_Your goal_:
Copy out every line of the records below word for word, with no changes to the wording, numbers, or punctuation.

_The records_:
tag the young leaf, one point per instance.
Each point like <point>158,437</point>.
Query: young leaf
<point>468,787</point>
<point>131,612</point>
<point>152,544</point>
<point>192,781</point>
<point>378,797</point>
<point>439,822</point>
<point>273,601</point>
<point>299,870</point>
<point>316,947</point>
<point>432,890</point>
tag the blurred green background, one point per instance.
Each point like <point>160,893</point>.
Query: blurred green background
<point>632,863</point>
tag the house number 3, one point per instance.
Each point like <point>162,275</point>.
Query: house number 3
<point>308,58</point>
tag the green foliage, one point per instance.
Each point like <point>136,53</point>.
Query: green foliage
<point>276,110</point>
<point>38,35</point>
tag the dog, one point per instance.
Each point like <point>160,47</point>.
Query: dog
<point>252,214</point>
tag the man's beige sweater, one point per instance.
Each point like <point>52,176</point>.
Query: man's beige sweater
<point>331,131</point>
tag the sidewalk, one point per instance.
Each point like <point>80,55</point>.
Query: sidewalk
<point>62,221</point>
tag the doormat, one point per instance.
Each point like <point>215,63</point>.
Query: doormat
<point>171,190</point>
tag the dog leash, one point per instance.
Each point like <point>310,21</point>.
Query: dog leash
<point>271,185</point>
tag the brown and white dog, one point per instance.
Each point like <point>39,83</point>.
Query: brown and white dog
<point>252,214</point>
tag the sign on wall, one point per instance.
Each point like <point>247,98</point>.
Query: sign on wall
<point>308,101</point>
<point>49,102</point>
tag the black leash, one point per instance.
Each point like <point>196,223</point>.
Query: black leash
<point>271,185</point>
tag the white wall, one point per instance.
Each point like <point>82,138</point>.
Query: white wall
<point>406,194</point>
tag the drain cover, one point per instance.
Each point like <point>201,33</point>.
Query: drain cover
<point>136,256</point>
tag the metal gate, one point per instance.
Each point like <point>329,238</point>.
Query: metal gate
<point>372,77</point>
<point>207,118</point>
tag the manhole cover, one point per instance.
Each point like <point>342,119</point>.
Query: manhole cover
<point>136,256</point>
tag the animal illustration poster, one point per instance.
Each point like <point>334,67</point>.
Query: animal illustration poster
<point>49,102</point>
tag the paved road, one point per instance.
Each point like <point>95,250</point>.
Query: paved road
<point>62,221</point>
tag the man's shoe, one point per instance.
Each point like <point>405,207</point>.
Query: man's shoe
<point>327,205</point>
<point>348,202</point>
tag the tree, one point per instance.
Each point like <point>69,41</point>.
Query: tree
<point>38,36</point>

_Reply_:
tag the young leaf, one point per instance.
Each point like <point>158,437</point>.
Query: young leaf
<point>468,787</point>
<point>131,612</point>
<point>152,544</point>
<point>192,781</point>
<point>378,797</point>
<point>439,822</point>
<point>273,601</point>
<point>299,870</point>
<point>316,947</point>
<point>432,890</point>
tag the blurred green background, one point per instance.
Each point like <point>160,893</point>.
Query: blurred green background
<point>632,863</point>
tag the house number 3, one point per instance.
Each point like <point>162,275</point>.
Query: house number 3
<point>308,58</point>
tag the green foliage, one point per instance.
Each point like <point>136,53</point>.
Query: green foliage
<point>276,110</point>
<point>38,35</point>
tag the dog, one point per instance.
Each point like <point>160,47</point>.
Query: dog
<point>252,214</point>
tag the man's beige sweater, one point per instance.
Each point like <point>52,176</point>.
Query: man's beige sweater
<point>331,131</point>
tag the sidewalk, one point per instance.
Each point like <point>80,55</point>.
Query: sidewalk
<point>62,221</point>
tag the doormat, one point per instance.
Each point like <point>215,63</point>.
Query: doormat
<point>171,190</point>
tag the dog leash, one point per instance.
Each point like <point>310,21</point>.
Query: dog leash
<point>271,185</point>
tag the brown and white dog, one point per instance.
Each point like <point>39,83</point>.
Query: brown and white dog
<point>252,214</point>
tag the sign on wall, one point per instance.
Each point like <point>247,98</point>.
Query: sign on wall
<point>308,101</point>
<point>49,102</point>
tag the black leash, one point per instance.
Each point like <point>196,223</point>.
Query: black leash
<point>271,185</point>
tag the white wall, one point per instance.
Each point like <point>82,138</point>.
Query: white wall
<point>406,194</point>
tag the drain cover, one point per instance.
Each point like <point>201,33</point>.
Query: drain cover
<point>136,256</point>
tag the metal gate, one point per instance.
Each point like <point>329,238</point>.
Query: metal gate
<point>372,77</point>
<point>207,118</point>
tag the manhole cover, one point per instance.
Each point like <point>342,119</point>.
Query: manhole cover
<point>136,256</point>
tag the animal illustration poster, one point per instance.
Each point like <point>334,67</point>.
Query: animal illustration poster
<point>49,102</point>
tag the paved road, one point per instance.
Each point like <point>95,250</point>.
Query: paved road
<point>62,221</point>
tag the man's shoe, one point per instance.
Each point like <point>405,207</point>.
Query: man's shoe
<point>327,205</point>
<point>348,202</point>
tag the tree, one point per instance.
Each point like <point>69,41</point>.
Query: tree
<point>38,36</point>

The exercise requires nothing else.